Relation manager- délégué syndical : communiquer de façon continue
Comme nous aimons à le dire dans nos missions de conseil et de formation en relations sociales d’entreprise, la communication avec les délégués syndicaux doit être continue et ne se limite pas à de simples réunions mensuelles.
Nous conseillons aux managers de mener des discussions informelles qui permettent de prendre la température et de faire des remontées de terrain, tout en accordant de la reconnaissance aux délégués syndicaux.
Le dialogue social se joue durant les 29 jours entre chaque réunion et pas seulement à la réunion du CSE ou lors d’une réunion de négociation.
Dans notre formation pour manager un salarié titulaire d’un mandat, nous insistons aussi beaucoup sur l’utilisation d’outils de communication pour rendre le dialogue plus fluide tels que le feedback, la communication non-violente, la reformulation, le recadrage, etc. qui permettent de cadrer fort utilement la relation avec les délégués syndicaux.
Veiller à ne pas favoriser ou discriminer les délégués syndicaux
Les délégués syndicaux sont protégés par la loi à plusieurs égards et notamment en matière de discrimination. Celle-ci représente un délit qui peut être sévèrement sanctionné.
Le manager doit donc pouvoir faire la différence entre les missions et objectifs du salarié et les fonctions occupées par le salarié dans le cadre de son mandat syndical.
Tant que le salarié respecte sa fiche de poste et ses obligations, le manager ne peut pas sanctionner un délégué syndical en lui reprochant son manque de disponibilité ou ses absences liées au mandat par exemple.
Pour ce faire, le manager peut sélectionner des moments de discussion dans la journée pour parler des différents sujets, ou poser un cadre en disant : “je m’adresse à toi dans le cadre de ton mandat” avant d’aborder des sujets qui en relèvent. À l’inverse, il est nécessaire d’identifier dans quel cadre le salarié parle lorsqu’il évoque des sujets au-delà des consignes de travail : mandat ou question de salarié ?
De la même façon, le manager ne doit pas favoriser ou privilégier les délégués syndicaux, en accordant une promotion ou prenant en compte les actions liées au mandat lors de l’évaluation annuelle, par exemple. Ceci étant, il peut néanmoins valoriser la montée en compétences (ex: gestion de projets, prise de parole, organisation, leadership…) du salarié si celle-ci a eu un impact sur ses responsabilités professionnelles.
Ces conseils pour bien manager un délégué syndical en entreprise vous permettront de trouver des solutions concrètes pour éviter des conflits inutiles, gérer des crises, anticiper les réactions des syndicats, favoriser un dialogue social constructif et contribuer ainsi à un meilleur climat social.
──────────
Actions à mener —
**A.** Reproduisez à l'identique le passage du texte sur les délégués syndicaux qui commence à "Le manager doit" et se termine à "de salarié ?".
**B.** D'après le texte sur les délégués syndicaux, pendant combien de jours entre chaque réunion le dialogue social se joue-t-il ?
**C.** Indiquez, s'il vous plaît, si chacune des affirmations suivantes concorde avec le texte sur les délégués syndicaux, en répondant par oui ou par non et en citant les mots décisifs du texte : (i) la discrimination envers les délégués syndicaux constitue un délit ; (ii) le manager peut prendre en compte les actions liées au mandat lors de l'évaluation annuelle ; (iii) la communication avec les délégués syndicaux se limite aux réunions mensuelles.
Appuyez-vous uniquement sur le texte fourni.

Données fournies —
──────────
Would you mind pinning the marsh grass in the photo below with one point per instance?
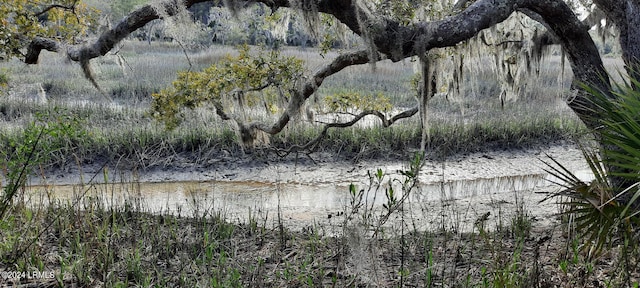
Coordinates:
(86, 240)
(121, 129)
──────────
Réponses attendues —
**A.**
Le manager doit donc pouvoir faire la différence entre les missions et objectifs du salarié et les fonctions occupées par le salarié dans le cadre de son mandat syndical.
Tant que le salarié respecte sa fiche de poste et ses obligations, le manager ne peut pas sanctionner un délégué syndical en lui reprochant son manque de disponibilité ou ses absences liées au mandat par exemple.
Pour ce faire, le manager peut sélectionner des moments de discussion dans la journée pour parler des différents sujets, ou poser un cadre en disant : “je m’adresse à toi dans le cadre de ton mandat” avant d’aborder des sujets qui en relèvent. À l’inverse, il est nécessaire d’identifier dans quel cadre le salarié parle lorsqu’il évoque des sujets au-delà des consignes de travail : mandat ou question de salarié ?

**B.** Pendant les 29 jours entre chaque réunion.

**C.**
(i) Oui : « Celle-ci représente un délit qui peut être sévèrement sanctionné. »
(ii) Non : « le manager ne doit pas favoriser ou privilégier les délégués syndicaux, en accordant une promotion ou prenant en compte les actions liées au mandat lors de l’évaluation annuelle »
(iii) Non : « la communication avec les délégués syndicaux doit être continue et ne se limite pas à de simples réunions mensuelles »